• _TEXT SEGMENT_:
====

3.00% Notes Due 2026 

 

n The price at which you may be able to sell your notes prior to maturity will depend on a number of factors and may be substantially less than the amount you originally invest. A number of factors will influence the value of the notes in any secondary market that may develop and the price at which CGMI may be willing to purchase the notes in any such secondary market, including: interest rates in the market, the time remaining to maturity of the notes, hedging activities by our affiliates, fees and projected hedging fees and profits, changes in CGMI’s estimation of the value of the survivor’s option and any actual or anticipated changes in the credit ratings, financial condition and results of Citigroup Inc. The value of the notes will vary and is likely to be less than the issue price at any time prior to maturity, and sale of the notes prior to maturity may result in a loss.

 

n Immediately following issuance, any secondary market bid price provided by CGMI, and the value that will be indicated on any brokerage account statements prepared by CGMI or its affiliates, will reflect a temporary upward adjustment. The amount of this temporary upward adjustment will steadily decline to zero over the temporary adjustment period. See “Supplemental Plan of Distribution” in this pricing supplement.

 

n The survivor’s option is subject to significant limitations.  The representative of a deceased beneficial owner of the notes will have the right to request early repayment of the notes by us on the terms described in the section “Repayment Upon Death” in this pricing supplement.  That repayment right is subject to significant limitations, including the following: the notes must have been beneficially owned by the deceased beneficial owner or his or her estate for at least one year prior to submission of the request for repayment; the notes will be grouped with all other Survivor’s Option Notes and subject to an aggregate annual repayment limit, as more fully described under “Repayment Upon Death” in this pricing supplement; and we will not be obligated to repay more than $250,000 in stated principal amount of the notes offered by this pricing supplement to the representative of any individual deceased beneficial owner of the notes in any calendar year.  Because of these limitations, your representative may not be able to obtain repayment of any of the notes beneficially owned by you following your death, or may only be able to obtain repayment of a portion of the notes owned by you, and any such repayment may be delayed for multiple years.  See “Repayment Upon Death” in this pricing supplement for additional information.

====

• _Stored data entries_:
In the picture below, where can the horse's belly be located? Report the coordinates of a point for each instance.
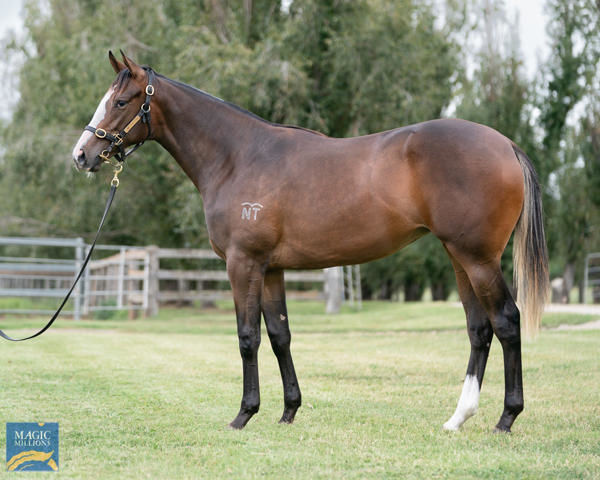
(324, 243)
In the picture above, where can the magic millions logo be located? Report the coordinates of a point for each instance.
(32, 447)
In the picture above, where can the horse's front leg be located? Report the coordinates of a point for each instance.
(276, 319)
(246, 276)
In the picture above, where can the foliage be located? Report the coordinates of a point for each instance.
(344, 67)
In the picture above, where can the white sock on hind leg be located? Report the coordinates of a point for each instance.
(467, 404)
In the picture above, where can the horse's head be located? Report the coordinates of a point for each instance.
(121, 119)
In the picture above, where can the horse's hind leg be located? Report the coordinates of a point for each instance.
(276, 318)
(491, 290)
(480, 336)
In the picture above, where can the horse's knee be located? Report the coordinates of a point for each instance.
(508, 325)
(249, 341)
(480, 334)
(514, 404)
(280, 341)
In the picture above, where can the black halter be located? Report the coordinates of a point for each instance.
(116, 139)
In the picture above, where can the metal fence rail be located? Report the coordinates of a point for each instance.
(133, 278)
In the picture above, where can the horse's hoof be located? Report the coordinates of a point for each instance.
(288, 415)
(499, 429)
(238, 423)
(286, 419)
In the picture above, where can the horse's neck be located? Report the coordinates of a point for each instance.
(205, 135)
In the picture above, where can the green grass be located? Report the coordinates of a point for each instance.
(152, 398)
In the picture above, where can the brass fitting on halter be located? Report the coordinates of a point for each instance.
(117, 168)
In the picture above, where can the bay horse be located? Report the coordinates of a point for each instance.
(282, 197)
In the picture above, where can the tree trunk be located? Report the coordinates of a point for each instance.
(413, 292)
(439, 291)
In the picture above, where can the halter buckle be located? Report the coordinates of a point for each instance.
(105, 156)
(118, 169)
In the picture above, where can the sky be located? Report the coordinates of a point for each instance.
(532, 31)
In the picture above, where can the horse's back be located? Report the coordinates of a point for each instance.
(469, 183)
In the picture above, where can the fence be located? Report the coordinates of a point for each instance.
(591, 277)
(143, 278)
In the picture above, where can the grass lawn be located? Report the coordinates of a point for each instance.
(152, 398)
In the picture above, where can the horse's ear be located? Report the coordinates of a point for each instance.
(134, 68)
(117, 66)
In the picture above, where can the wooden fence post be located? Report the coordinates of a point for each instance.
(153, 289)
(334, 289)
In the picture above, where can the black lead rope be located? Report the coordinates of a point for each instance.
(111, 195)
(116, 140)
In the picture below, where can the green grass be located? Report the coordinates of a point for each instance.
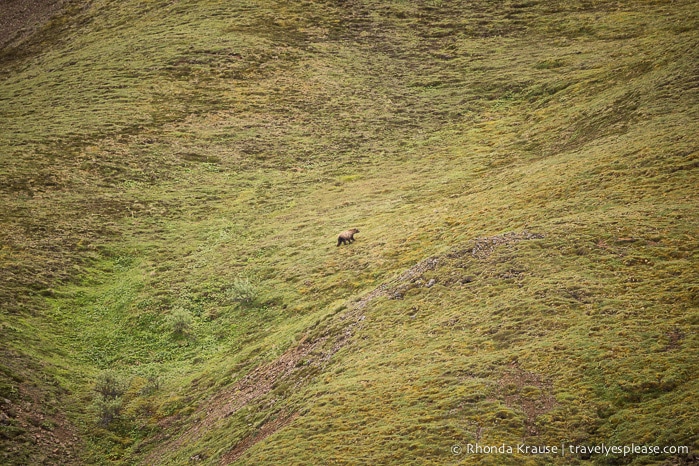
(158, 158)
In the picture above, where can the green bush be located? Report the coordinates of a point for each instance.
(180, 322)
(243, 291)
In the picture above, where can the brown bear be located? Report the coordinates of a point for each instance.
(346, 237)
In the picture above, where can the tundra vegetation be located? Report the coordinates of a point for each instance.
(173, 175)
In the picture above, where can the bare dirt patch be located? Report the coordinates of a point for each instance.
(527, 392)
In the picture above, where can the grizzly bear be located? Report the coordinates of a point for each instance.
(346, 237)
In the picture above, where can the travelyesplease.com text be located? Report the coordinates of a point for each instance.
(564, 449)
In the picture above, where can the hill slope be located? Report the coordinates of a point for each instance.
(524, 176)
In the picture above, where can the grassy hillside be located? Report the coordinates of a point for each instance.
(173, 176)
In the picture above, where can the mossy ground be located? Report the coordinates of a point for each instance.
(157, 154)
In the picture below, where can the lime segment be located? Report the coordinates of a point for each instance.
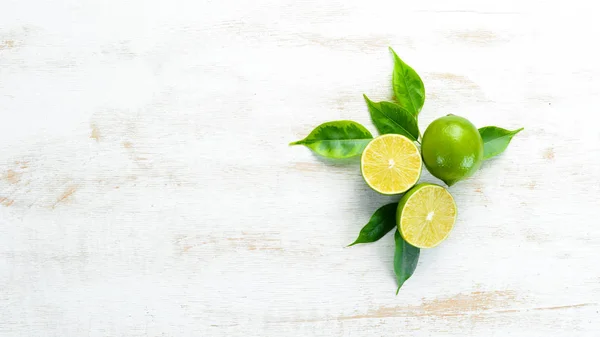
(426, 215)
(391, 164)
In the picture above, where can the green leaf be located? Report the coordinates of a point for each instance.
(382, 221)
(408, 86)
(405, 260)
(495, 140)
(391, 118)
(339, 139)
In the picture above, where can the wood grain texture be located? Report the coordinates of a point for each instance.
(147, 189)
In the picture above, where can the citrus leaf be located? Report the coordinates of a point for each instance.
(405, 260)
(392, 118)
(381, 222)
(338, 139)
(495, 140)
(408, 86)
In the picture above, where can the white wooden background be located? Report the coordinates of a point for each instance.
(147, 189)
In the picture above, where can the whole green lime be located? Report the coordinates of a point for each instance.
(452, 149)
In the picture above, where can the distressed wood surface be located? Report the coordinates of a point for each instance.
(147, 189)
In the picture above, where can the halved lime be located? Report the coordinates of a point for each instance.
(426, 215)
(391, 164)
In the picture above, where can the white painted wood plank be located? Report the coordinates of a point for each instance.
(147, 189)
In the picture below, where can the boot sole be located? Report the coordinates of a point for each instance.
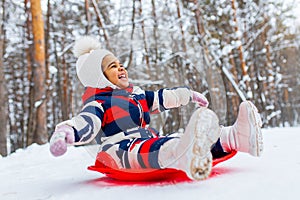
(256, 138)
(207, 132)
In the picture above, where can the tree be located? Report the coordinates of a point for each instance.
(3, 92)
(38, 132)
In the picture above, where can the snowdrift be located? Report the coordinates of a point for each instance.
(34, 174)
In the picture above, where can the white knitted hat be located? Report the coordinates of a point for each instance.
(88, 66)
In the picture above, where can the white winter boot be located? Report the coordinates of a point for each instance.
(245, 135)
(191, 152)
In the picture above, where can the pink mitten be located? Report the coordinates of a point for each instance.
(199, 98)
(62, 136)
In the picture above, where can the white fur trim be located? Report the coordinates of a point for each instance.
(85, 45)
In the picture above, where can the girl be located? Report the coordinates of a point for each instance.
(117, 115)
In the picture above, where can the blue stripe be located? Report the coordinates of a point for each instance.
(154, 150)
(123, 152)
(94, 110)
(161, 100)
(149, 98)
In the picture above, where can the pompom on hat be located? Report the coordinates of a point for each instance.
(89, 65)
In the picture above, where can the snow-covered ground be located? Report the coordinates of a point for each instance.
(35, 174)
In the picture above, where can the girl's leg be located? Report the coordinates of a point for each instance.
(191, 152)
(245, 135)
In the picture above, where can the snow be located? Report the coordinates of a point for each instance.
(34, 174)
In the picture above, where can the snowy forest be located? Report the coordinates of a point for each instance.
(230, 50)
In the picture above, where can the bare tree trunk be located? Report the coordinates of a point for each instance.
(132, 33)
(3, 90)
(97, 11)
(87, 16)
(245, 75)
(39, 134)
(145, 41)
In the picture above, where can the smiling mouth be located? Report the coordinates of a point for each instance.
(122, 76)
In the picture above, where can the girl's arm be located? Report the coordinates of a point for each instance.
(87, 123)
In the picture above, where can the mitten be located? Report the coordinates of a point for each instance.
(199, 98)
(62, 136)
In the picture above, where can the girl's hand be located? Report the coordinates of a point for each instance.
(62, 136)
(199, 98)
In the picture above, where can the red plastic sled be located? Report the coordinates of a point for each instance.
(106, 165)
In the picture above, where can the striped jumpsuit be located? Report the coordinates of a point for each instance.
(118, 119)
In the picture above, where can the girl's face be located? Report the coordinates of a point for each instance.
(117, 74)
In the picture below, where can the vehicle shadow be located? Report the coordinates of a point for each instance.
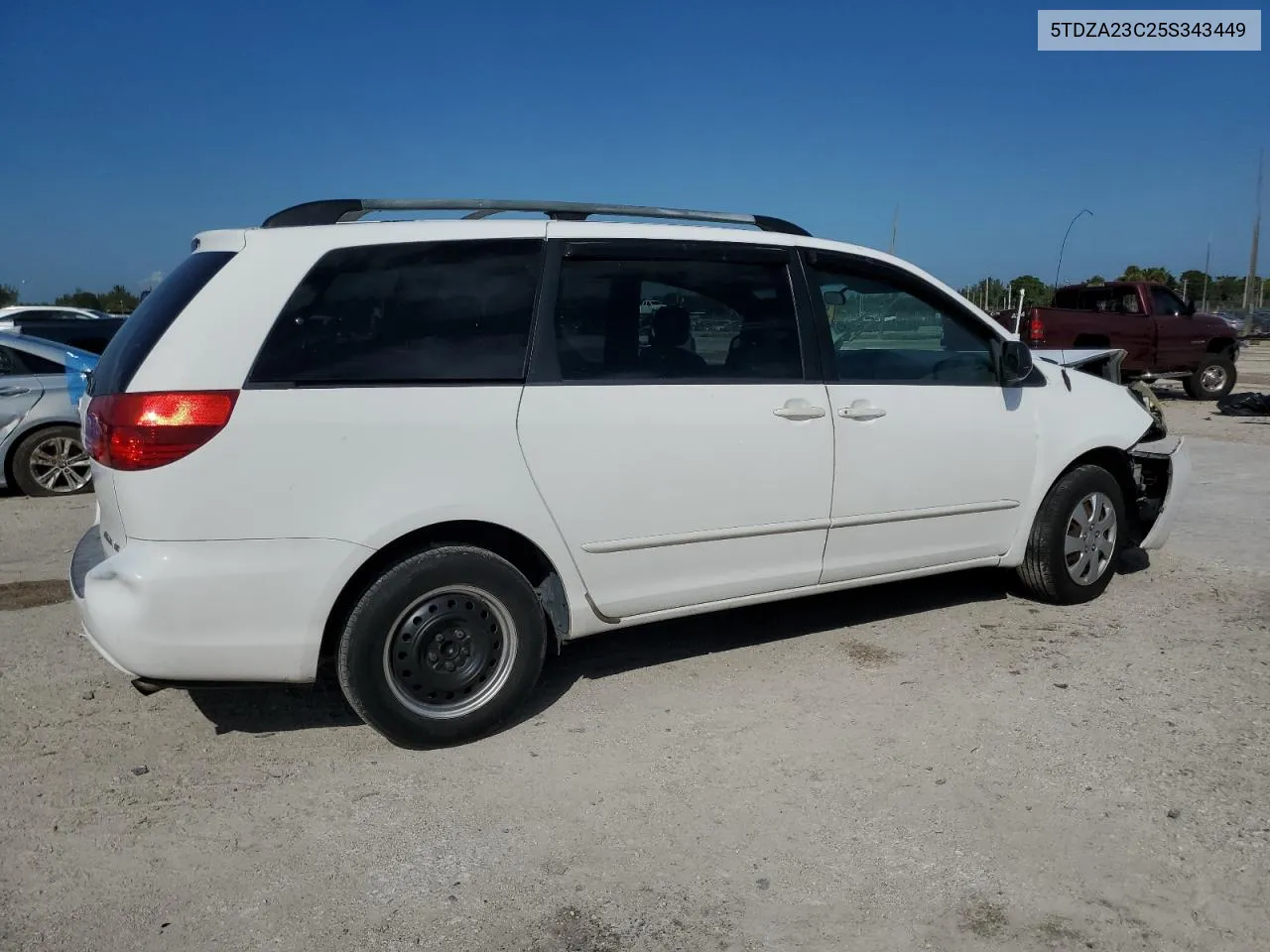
(266, 710)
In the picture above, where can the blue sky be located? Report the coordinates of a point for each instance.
(128, 127)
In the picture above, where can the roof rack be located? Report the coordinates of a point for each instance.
(341, 209)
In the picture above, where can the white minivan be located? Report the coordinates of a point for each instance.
(437, 449)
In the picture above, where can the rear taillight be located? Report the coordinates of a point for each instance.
(1035, 330)
(144, 430)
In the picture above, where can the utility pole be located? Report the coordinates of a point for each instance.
(1207, 254)
(1248, 294)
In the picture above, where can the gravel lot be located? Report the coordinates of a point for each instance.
(937, 765)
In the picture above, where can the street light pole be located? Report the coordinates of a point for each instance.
(1060, 268)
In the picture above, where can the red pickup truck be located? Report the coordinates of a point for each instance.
(1160, 333)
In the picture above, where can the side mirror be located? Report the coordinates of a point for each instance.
(1015, 363)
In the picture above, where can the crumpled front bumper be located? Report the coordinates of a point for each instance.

====

• _EXERCISE TASK 1_: In the notes excerpt, which factors are named as influencing the value of the notes in any secondary market and the price CGMI may be willing to pay for them? List every one.
• _EXERCISE TASK 2_: Write the next part of the notes excerpt, beginning after its final sentence.
The listing is separate material with no connection to the notes excerpt.

• _TASK OUTPUT 1_:
- Interest rates in the market
- The time remaining to maturity of the notes
- Hedging activities by the issuer's affiliates
- Fees and projected hedging fees and profits
- Changes in CGMI's estimation of the value of the survivor's option
- Any actual or anticipated changes in the credit ratings, financial condition and results of Citigroup Inc.

• _TASK OUTPUT 2_:
 

United States Federal Tax Considerations

 

The notes will be treated for U.S. federal income tax purposes as fixed rate debt instruments that are issued without original issue discount.

 

As discussed in the section of the accompanying prospectus supplement entitled “United States Federal Tax Considerations,” withholding under legislation commonly referred to as “FATCA” (if applicable) will generally apply to payments of interest with respect to the notes and to the payment of gross proceeds of a disposition (including a retirement) of the notes. However, under a recent Internal Revenue Service notice, withholding under “FATCA” will apply to payments of gross proceeds (other than amounts treated as interest) only with respect to dispositions after December 31, 2018. You should consult your tax adviser regarding the potential application of “FATCA” to the notes.

 

Both U.S. and non-U.S. persons considering an investment in the notes should read the discussion under “United States Federal Tax Considerations,” and in particular the sections entitled “United States Federal Tax Considerations—Tax Consequences to U.S. Holders” and “—Tax Consequences to Non-U.S. Holders” in the accompanying prospectus supplement for more information.

 

Supplemental Plan of Distribution

 

CGMI, an affiliate of Citigroup Inc. and the lead agent for the sale of the notes, will purchase all of the notes offered by this pricing supplement at the issue price set forth on the cover page of this pricing supplement less the underwriting fee set forth on the cover page of this pricing supplement and will sell all of such notes to Incapital LLC, as agent for the sale of the notes, at the same price. Incapital LLC will, in turn, offer the notes to the public at the issue price set forth on the cover page of this pricing supplement and/or to selected dealers at the issue price less a selling concession not in excess of the underwriting fee set forth on the cover page of this pricing supplement. If all of the notes are not sold at the initial issue price, CGMI may change the issue price and other selling terms.

 

CGMI is an affiliate of ours. Accordingly, this offering will conform with the requirements addressing conflicts of interest when distributing the securities of an affiliate set forth in Rule 5121 of the Financial Industry Regulatory Authority. Client accounts over which Citigroup Inc. or its subsidiaries have investment discretion will not be permitted to purchase the notes, either directly or indirectly, without the prior written consent of the client.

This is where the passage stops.